● **Direction**
Copy the lines from the start of the records through the line containing "top-left (257, 159), bottom-right (291, 183)", with both ends included.

[Detection annotation records]
_____
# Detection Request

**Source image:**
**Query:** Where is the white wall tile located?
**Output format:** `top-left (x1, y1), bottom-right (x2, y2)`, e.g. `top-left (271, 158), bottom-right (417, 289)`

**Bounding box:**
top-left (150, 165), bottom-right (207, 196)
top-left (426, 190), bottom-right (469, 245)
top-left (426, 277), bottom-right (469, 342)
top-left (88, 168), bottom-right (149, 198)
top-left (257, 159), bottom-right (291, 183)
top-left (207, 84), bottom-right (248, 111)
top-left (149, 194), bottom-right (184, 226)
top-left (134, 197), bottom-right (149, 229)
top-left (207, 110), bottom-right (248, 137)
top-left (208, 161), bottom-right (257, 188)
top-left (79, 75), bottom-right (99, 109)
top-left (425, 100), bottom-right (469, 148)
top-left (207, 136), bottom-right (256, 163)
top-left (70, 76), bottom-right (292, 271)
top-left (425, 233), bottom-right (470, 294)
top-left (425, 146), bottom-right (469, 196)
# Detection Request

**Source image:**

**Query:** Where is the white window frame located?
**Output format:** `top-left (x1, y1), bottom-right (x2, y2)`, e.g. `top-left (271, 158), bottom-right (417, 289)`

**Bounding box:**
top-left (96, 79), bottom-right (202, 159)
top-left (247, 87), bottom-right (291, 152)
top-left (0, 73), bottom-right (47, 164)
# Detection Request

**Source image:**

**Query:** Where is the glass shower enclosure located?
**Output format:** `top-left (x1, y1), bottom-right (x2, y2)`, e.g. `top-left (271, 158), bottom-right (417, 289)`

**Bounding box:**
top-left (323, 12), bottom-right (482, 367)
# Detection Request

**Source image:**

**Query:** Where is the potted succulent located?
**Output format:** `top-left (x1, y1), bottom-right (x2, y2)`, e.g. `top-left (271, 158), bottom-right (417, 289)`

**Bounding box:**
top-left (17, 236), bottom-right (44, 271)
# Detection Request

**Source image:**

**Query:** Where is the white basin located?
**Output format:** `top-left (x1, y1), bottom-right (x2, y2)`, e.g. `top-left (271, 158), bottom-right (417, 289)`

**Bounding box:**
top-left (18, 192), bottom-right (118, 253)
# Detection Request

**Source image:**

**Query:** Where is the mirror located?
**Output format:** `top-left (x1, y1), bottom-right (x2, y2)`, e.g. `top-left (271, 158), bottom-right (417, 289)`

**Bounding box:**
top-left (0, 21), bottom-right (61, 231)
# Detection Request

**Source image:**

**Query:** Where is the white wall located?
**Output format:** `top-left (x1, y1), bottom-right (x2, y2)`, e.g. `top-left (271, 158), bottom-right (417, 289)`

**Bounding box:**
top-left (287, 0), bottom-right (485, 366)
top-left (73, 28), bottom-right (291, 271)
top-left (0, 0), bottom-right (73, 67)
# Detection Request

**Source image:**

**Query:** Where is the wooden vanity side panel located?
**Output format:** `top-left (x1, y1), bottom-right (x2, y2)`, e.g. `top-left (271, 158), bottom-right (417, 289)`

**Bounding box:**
_____
● **Final result**
# Detection Request

**Source image:**
**Query:** Where is the white wall tile located?
**Output format:** `top-left (x1, y1), bottom-right (x2, y2)`, e.g. `top-left (271, 158), bottom-right (417, 289)`

**Bounding box:**
top-left (150, 165), bottom-right (207, 196)
top-left (426, 190), bottom-right (469, 245)
top-left (426, 277), bottom-right (469, 342)
top-left (88, 168), bottom-right (149, 198)
top-left (257, 159), bottom-right (291, 183)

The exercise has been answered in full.